Reproduce the data below, replacing each occurrence of "bicycle" with "bike" and leaving everything else unchanged.
◇ ◇ ◇ ◇ ◇
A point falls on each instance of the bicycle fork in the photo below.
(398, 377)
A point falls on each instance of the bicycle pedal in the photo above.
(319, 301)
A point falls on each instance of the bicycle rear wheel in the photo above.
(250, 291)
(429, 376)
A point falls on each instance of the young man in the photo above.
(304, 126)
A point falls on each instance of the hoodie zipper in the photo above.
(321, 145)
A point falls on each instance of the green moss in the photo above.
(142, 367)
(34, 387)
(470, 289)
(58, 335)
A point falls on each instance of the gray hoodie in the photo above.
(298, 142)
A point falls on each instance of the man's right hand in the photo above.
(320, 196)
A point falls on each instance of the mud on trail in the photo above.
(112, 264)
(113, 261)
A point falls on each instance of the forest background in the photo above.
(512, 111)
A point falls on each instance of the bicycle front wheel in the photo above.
◇ ◇ ◇ ◇ ◇
### [Reply to the exercise]
A point falls on each instance of the bike fork in the photo below.
(398, 377)
A point falls on each instance of the bike pedal in the photo above.
(319, 301)
A point falls on each instance of the bike rear wheel in the photo above.
(250, 291)
(429, 376)
A point falls on each instance of the young man in the photo above.
(304, 126)
A point falls on each instance of the hoodie zipper in the photo above.
(321, 145)
A point falls on each instance of the green moss in the photo above.
(142, 367)
(34, 387)
(470, 289)
(58, 335)
A point falls on each instance of the gray hoodie in the photo above.
(298, 142)
A point falls on each instance of the man's right hand in the photo above.
(320, 196)
A point falls on each instance of the mud on trail in the photo above.
(112, 264)
(113, 261)
A point falls on each instance of the forest background in the photo above.
(512, 111)
A point falls on each instance of the bike front wheel in the photo above.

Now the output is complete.